障害シリーズ①
更新日:2025年3月1日
発信者:プロジェクトリンクト事務局
監修者:名前(病院名・診療科・役職)
脳卒中(脳梗塞・脳出血・くも膜下出血)は、突然発症し、後遺症として運動機能障害を引き起こすことが多い病気です。
運動機能障害は、手足の麻痺や筋力低下、バランス感覚の喪失などを伴い、日常生活に大きな影響を与えるため、適切なリハビリテーションが必要となります。本記事では、運動機能障害の基礎知識、生活への影響、リハビリテーションの基本、ご家族の役割について詳しく解説します。
運動機能障害とは、脳や神経、筋肉に異常が生じ、身体の自由な動きが制限される状態を指します。脳卒中による運動機能障害は、損傷部位や症状の重症度によって異なりますが、主に以下のような症状が見られます。
・片麻痺(へんまひ)

→ 元データ:
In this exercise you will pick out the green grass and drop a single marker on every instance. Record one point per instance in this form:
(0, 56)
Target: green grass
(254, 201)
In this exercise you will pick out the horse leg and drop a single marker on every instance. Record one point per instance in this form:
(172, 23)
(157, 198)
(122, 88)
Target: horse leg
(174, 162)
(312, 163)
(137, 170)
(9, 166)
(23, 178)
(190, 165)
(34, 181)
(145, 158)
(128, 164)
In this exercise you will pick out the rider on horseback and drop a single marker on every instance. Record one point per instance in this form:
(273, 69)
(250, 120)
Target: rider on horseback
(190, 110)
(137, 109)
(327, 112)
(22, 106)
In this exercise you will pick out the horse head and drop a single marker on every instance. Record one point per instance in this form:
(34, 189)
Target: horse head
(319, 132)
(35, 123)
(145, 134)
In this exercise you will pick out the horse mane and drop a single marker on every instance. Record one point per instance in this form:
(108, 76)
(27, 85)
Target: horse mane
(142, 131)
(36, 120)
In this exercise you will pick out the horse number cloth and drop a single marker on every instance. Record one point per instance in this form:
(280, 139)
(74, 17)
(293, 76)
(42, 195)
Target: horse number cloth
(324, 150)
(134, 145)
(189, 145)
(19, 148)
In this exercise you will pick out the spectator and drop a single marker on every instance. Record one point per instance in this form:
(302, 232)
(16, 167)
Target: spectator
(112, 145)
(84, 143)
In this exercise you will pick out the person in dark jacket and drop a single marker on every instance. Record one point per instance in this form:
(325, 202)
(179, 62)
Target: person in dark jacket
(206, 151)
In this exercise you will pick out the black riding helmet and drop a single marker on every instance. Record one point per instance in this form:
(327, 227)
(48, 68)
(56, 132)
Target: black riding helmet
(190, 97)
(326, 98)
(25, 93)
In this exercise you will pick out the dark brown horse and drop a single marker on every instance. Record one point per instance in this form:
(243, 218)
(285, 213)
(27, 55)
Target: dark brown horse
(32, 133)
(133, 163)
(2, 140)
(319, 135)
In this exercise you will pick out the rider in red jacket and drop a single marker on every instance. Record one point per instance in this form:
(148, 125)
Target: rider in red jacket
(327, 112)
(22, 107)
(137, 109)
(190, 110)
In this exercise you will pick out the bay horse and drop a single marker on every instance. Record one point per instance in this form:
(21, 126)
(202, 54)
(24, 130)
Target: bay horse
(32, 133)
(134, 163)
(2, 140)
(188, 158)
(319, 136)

→ やること:
[a] 本文によると、脳卒中の後遺症として多く引き起こされるのは何ですか。
[b] 本文のうち「脳卒中(脳梗塞・脳出血・くも」を含む語句で始まり「割について詳しく解説します。」で終わる部分を、「後遺症」を「合併症」に変えて書いてください。
エントリは参照しなくてかまいません。

→ 解答一覧:
[a] 運動機能障害です。

[b]
脳卒中(脳梗塞・脳出血・くも膜下出血)は、突然発症し、合併症として運動機能障害を引き起こすことが多い病気です。
運動機能障害は、手足の麻痺や筋力低下、バランス感覚の喪失などを伴い、日常生活に大きな影響を与えるため、適切なリハビリテーションが必要となります。本記事では、運動機能障害の基礎知識、生活への影響、リハビリテーションの基本、ご家族の役割について詳しく解説します。